Soal Latihan a:
Cari semua baris dalam catatan yang memuat kata "book", lalu salin baris-baris itu. Huruf besar dan kecil harus sama persis.

* * *

Kita tidak perlu lagi menjura-jura pada tirani untuk mendapatkan kualitas hidup yang lebih baik, namun semu. Berkompromi dengan kekuasaan tirani yang menjilat kita demi mempertahankan aturan mereka yang bobrok, hanyalah menguatkan dialektika tirani lebih lama lagi. Kita tidak muluk-muluk, kita hanya menginginkan sebuah kondisi dimana kita sendiri yang mengadakannya dengan kekuatan keyakinan yang kita punya. Kesadaran kita harus mengambil alih segalanya. Dan itu yang kumaksud dengan kebebasan. Kebebasan yang akan kembali memanusiakan kita tanpa adanya tekanan dari manapun. Kita tidak dapat menolong diri kita dari kondisi menekan ini, jika kita tidak memahami gagasan kebebasan ini. Omong kosong. Masing-masing diri kita harus menjadi pembebas dengan segenap kesadaran yang kita miliki.
Kebebasan adalah sesuatu yang sakral dalam setiap jiwa. Namun dalam hal ini, kebebasan yang aku maksud telah terjadi distorsi makna akan essensi kebebasan. Kebebasan adalah bebas dari belenggu aturan baku yang menindas kemanusiaan kita saat ini. Kebebasan adalah bebas dari kelaziman yang mencekik kemanusiaan kita hari ini. Kebebasan ketika melakukan sesuatu yang kita yakini mampu membahagiakan orang lain. Kebebasan yang dirasakan saat melihat orang lain bahagia. Kebebasan muncul dari kesadaran pemikiran. Kebebasan akan menjelma dalam tindakan. Tentu saja, standar kebebasanku dan kebebasanmu akan sangat subjektif, tergantung siapa aku (muslim) dan siapa kamu.
Saat ini, orang-orang membohongi hati nuraninya. Mereka pongah terhadap kebenaran. Mereka bahkan takut menghadapinya. Kebenaran yang akan terkuak dan memporak-porandakan impian mereka. Life in the comfort zone menjadikan mereka cengeng untuk melawan arus. Mereka takut kehilangan kenyamanan semu yang telah mereka miliki, mereka takut terasing dan dimiskinkan. Dan kita akan membuat mereka ternganga. Menguak segala kejahatan tatanan kapitalism, sampai mereka mengerti bahwa kapitalism hanyalah sampah. Bukan waktunya bagi kita untuk bermanja-manja dengan kondisi kenyamanan palsu saat ini. Dalam hal ini, gerakan revolusi adalah hal yang pasti, bukan reformasi yang cuma basa-basi. Kita harus bergerak dalam berbagai versi. Provokator, terroris, hacker dalam makna sinis ataupun versi victim harus digunakan untuk memaksimalkan kesadaran dan kinerja kita. Kita bebas berkreasi menyampaikan aspirasi dan inspirasi kita. Kita bebas berbicara sesuai dengan versi dan peran kita masing-masing dalam frame ideal kita. Harus ada konsistensi pada visi, misi dan orientasi kita. Harus ada unity pemahaman, pemikiran, perasaan dan gerakan dalam sebuah aturan partai yang mengikat dengan kesadaran penuh kita. Semua hal itu adalah amunisi kita untuk maju dan bertindak. This is the true path to rebels…
Saat ini, setiap orang adiktif pada kapitalism. Kapitalism adalah candu, marijuana, demerol. Semua over dosis dan sekarat karenanya, namun kita yang akan menjadi penyembuhnya. Bahkan mereka tak mampu hidup tanpa kapitalisme dan kita akan menciptakan hidup tanpanya.

* * *

Soal Latihan b:
Teruskan tulisan tentang kebebasan dan kapitalisme di atas, mulai setelah kalimat terakhirnya.

* * *

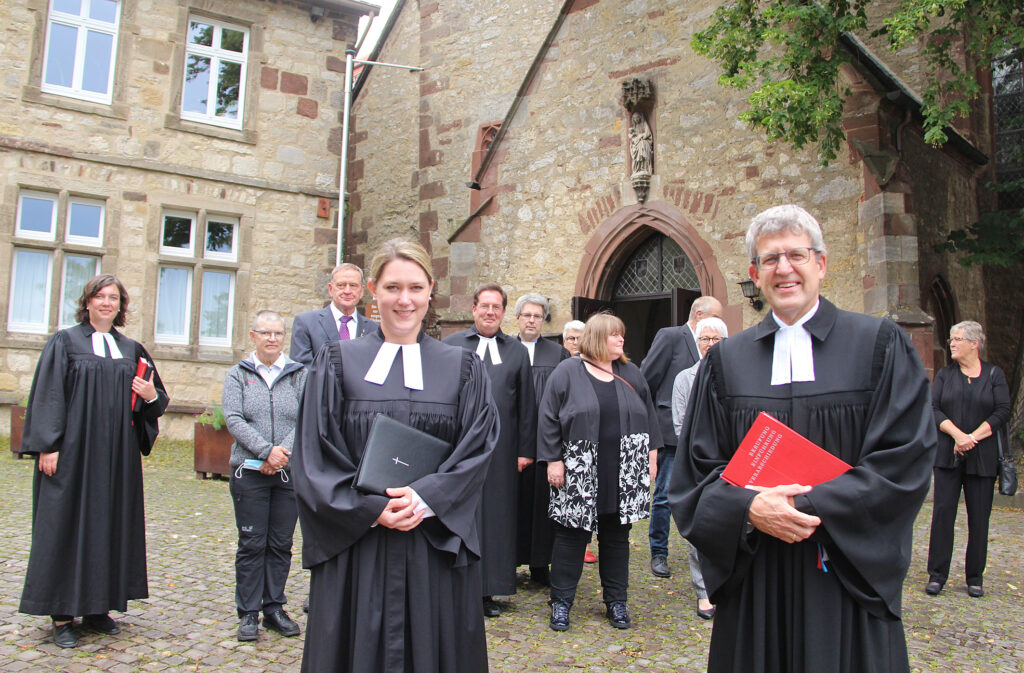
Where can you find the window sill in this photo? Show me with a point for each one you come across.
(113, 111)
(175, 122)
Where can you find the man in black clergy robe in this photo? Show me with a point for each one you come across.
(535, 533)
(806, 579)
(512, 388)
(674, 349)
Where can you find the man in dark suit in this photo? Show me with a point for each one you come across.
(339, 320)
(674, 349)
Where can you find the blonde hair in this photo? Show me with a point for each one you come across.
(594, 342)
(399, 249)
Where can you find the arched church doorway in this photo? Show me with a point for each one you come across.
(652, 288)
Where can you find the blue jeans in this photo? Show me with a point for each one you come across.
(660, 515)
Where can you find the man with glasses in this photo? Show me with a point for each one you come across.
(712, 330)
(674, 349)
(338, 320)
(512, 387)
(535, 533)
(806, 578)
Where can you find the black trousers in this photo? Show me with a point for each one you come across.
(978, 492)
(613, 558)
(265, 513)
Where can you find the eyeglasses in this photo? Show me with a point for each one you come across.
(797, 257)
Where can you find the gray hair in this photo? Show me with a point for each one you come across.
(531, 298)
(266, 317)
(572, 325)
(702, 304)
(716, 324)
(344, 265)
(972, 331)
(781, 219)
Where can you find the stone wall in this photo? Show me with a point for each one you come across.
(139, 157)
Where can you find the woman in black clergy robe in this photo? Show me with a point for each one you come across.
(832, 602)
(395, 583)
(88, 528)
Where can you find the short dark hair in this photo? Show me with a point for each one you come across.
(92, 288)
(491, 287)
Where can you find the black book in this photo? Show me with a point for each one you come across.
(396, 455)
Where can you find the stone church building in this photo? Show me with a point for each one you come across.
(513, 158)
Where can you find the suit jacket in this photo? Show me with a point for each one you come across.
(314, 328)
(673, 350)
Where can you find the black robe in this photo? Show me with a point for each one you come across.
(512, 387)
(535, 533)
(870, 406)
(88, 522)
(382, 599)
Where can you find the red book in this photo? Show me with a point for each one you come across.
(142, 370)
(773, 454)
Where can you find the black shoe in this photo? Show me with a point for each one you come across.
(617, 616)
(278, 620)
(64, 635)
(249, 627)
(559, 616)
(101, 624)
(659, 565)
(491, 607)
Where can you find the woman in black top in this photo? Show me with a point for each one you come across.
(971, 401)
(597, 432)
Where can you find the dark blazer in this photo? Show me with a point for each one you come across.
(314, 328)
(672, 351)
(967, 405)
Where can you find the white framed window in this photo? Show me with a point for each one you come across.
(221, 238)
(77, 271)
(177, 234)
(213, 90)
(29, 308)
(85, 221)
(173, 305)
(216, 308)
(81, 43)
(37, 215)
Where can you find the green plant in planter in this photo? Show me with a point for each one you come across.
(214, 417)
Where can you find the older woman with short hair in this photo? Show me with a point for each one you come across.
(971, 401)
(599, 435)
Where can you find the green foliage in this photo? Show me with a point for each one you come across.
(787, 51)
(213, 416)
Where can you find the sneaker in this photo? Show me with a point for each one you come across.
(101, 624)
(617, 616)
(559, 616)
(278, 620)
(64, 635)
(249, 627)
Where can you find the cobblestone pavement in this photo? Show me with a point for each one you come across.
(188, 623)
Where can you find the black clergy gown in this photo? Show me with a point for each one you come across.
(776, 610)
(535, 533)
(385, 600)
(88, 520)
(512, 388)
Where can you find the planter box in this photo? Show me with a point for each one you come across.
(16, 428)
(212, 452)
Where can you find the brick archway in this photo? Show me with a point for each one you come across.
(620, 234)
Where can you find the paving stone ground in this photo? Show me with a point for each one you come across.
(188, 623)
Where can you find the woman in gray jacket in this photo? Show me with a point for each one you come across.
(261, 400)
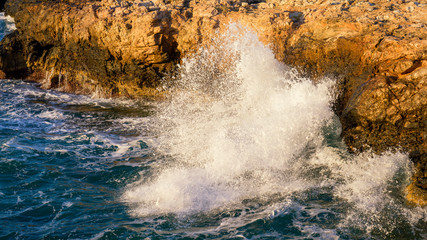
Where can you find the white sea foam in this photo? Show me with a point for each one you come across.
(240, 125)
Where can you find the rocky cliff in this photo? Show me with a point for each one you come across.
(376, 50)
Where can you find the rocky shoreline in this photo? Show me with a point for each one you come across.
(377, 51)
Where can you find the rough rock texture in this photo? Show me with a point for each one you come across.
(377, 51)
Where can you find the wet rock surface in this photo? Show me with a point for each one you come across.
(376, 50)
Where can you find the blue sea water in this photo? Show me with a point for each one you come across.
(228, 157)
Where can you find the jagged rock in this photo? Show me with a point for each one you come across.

* * *

Jawaban Soal a:
Where can you find the black book in this photo? Show me with a point for each one you come across.
Where can you find the red book in this photo? Show me with a point for each one you come across.

Jawaban Soal b:
Mereka pikir mereka berada di suatu negeri yang menakjubkan dan bebas untuk berbicara. Mereka telah membiarkan para pemimpin paradoks menyetir mereka. Segera setelah mereka mulai sadar atas semua itu, kita benar-benar bisa melakukan sesuatu. Kita harus memulai semua ini dari tempat diri kita ditekan. Hal ini bukan untuk membuat banyak orang menjadi nyaman. Bukan untuk membuat mereka merasa lebih baik namun untuk membuat mereka merasa lebih buruk.
Kami ucapkan terima kasih pada kenaikan harga BBM, TDL, pada privatisasi dll. Kami ucapkan terima kasih pada kedzaliman-kedzaliman tirani hari ini dan esok. Namun, tentu saja semua itu akan berguna bagi kita. Semua itu adalah mantra-mantra kita untuk membuat mereka semua sadar dan membangun visi kebebasan versi kita. Semua itu akan memudahkan kita untuk menghadirkan sebuah kontra-revolusi yang massif.
Mau tak mau, suka tak suka, perlawanan adalah sebuah kewarasan kita hari ini. Tentunya, saat ini kita harus mulai dengan memilih. Memilih untuk sekedar hidup atau memilih untuk benar-benar hidup. Hidup memang tidak abadi dan kita akan mati. Namun karena hidup hanya sekali maka kita pantas mendapatkan yang terbaik. Maka, memilih untuk melawan adalah satu-satunya cara untuk mendapatkan hidup yang benar-benar hidup. Dalam konteks cerdas, kita melawan dengan pemikiran, bukan kekerasan. Pastikan pilihan kita hanyalah dua, hidup mulia atau kepala terbelah menjadi dua.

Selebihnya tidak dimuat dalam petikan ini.